Reproduce all items below with every occurrence of "trace the outline" swapped for "draw the boundary" and everything else unchanged. Omit the pictures from the output.
━━━ Records provided
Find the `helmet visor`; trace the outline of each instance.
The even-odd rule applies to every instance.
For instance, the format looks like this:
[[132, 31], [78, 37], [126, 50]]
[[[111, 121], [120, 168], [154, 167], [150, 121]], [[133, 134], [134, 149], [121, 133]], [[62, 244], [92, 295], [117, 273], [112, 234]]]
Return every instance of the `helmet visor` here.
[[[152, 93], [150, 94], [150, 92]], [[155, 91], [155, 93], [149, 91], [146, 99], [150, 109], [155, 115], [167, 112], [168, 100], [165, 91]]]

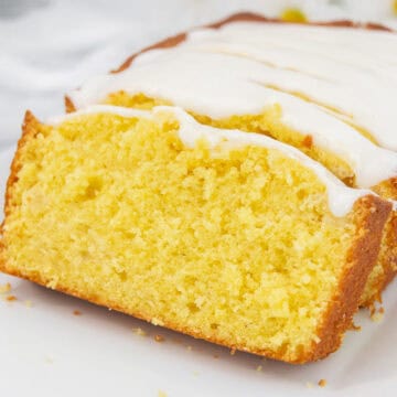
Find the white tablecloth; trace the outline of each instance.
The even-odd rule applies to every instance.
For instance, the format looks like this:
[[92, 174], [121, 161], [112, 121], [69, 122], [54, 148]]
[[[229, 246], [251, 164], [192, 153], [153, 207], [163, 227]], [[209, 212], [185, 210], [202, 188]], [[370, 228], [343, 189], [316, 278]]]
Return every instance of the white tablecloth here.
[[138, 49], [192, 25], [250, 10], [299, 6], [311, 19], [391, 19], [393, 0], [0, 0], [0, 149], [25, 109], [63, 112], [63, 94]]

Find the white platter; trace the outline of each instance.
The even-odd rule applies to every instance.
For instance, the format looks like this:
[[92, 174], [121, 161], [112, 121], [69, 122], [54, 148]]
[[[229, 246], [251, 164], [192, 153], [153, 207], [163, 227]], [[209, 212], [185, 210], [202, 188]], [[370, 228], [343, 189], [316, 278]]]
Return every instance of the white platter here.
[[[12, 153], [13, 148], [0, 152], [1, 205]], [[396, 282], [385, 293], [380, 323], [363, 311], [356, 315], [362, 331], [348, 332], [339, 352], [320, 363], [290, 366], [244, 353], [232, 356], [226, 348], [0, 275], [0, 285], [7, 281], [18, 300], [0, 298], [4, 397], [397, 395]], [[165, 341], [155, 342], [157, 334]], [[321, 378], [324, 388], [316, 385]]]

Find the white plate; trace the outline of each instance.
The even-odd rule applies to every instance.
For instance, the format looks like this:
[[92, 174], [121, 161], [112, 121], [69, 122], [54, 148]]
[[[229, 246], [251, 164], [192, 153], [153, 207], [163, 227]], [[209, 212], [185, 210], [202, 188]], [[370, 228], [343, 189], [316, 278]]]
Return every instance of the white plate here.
━━━━━━
== Response to this task ==
Find the `helmet visor`; draw the boundary of each instance.
The even-odd rule applies to every instance.
For instance, the format looks like this:
[[132, 31], [78, 37], [126, 50]]
[[[111, 121], [120, 168], [154, 167], [150, 121]], [[133, 134], [134, 149], [121, 133]], [[62, 244], [92, 295], [117, 273], [112, 234]]]
Return every instance of the `helmet visor` here.
[[[152, 93], [150, 94], [150, 92]], [[155, 91], [155, 93], [149, 91], [146, 99], [150, 109], [155, 115], [167, 112], [168, 100], [165, 91]]]

Find the white tablecloth; draw the boundary of each instance.
The even-odd rule applies to every instance.
For instance, the format looks like this:
[[92, 174], [121, 161], [112, 121], [69, 122], [54, 148]]
[[[229, 246], [251, 164], [192, 153], [153, 207], [163, 227]], [[209, 212], [185, 210], [202, 188]], [[370, 228], [343, 189], [316, 278]]]
Return every instance of the white tablecloth here.
[[138, 49], [192, 25], [250, 10], [299, 6], [311, 19], [391, 19], [393, 0], [0, 0], [0, 149], [25, 109], [63, 112], [63, 94]]

Find the white platter; draw the boundary of each instance.
The even-odd rule applies to every instance.
For instance, the format looks like this:
[[92, 174], [121, 161], [112, 121], [69, 122], [54, 148]]
[[[229, 246], [251, 164], [192, 153], [153, 207], [163, 227]], [[209, 212], [185, 210], [202, 188]], [[370, 228], [343, 189], [316, 278]]]
Return every instance of the white platter here.
[[[12, 153], [13, 148], [0, 152], [1, 205]], [[396, 282], [385, 293], [380, 323], [363, 311], [356, 315], [362, 331], [348, 332], [339, 352], [320, 363], [290, 366], [244, 353], [232, 356], [226, 348], [0, 275], [0, 285], [7, 281], [18, 300], [0, 298], [4, 397], [397, 395]], [[165, 341], [155, 342], [157, 334]], [[321, 378], [324, 388], [316, 385]]]

Find the white plate; draw the boundary of each instance.
The even-odd rule applies to every instance.
For instance, the format looks like this:
[[92, 174], [121, 161], [112, 121], [69, 122], [54, 148]]
[[[229, 246], [251, 164], [192, 153], [153, 207], [163, 227]], [[209, 212], [185, 210], [202, 188]], [[370, 228], [343, 189], [316, 278]]]
Return every instance of the white plate here.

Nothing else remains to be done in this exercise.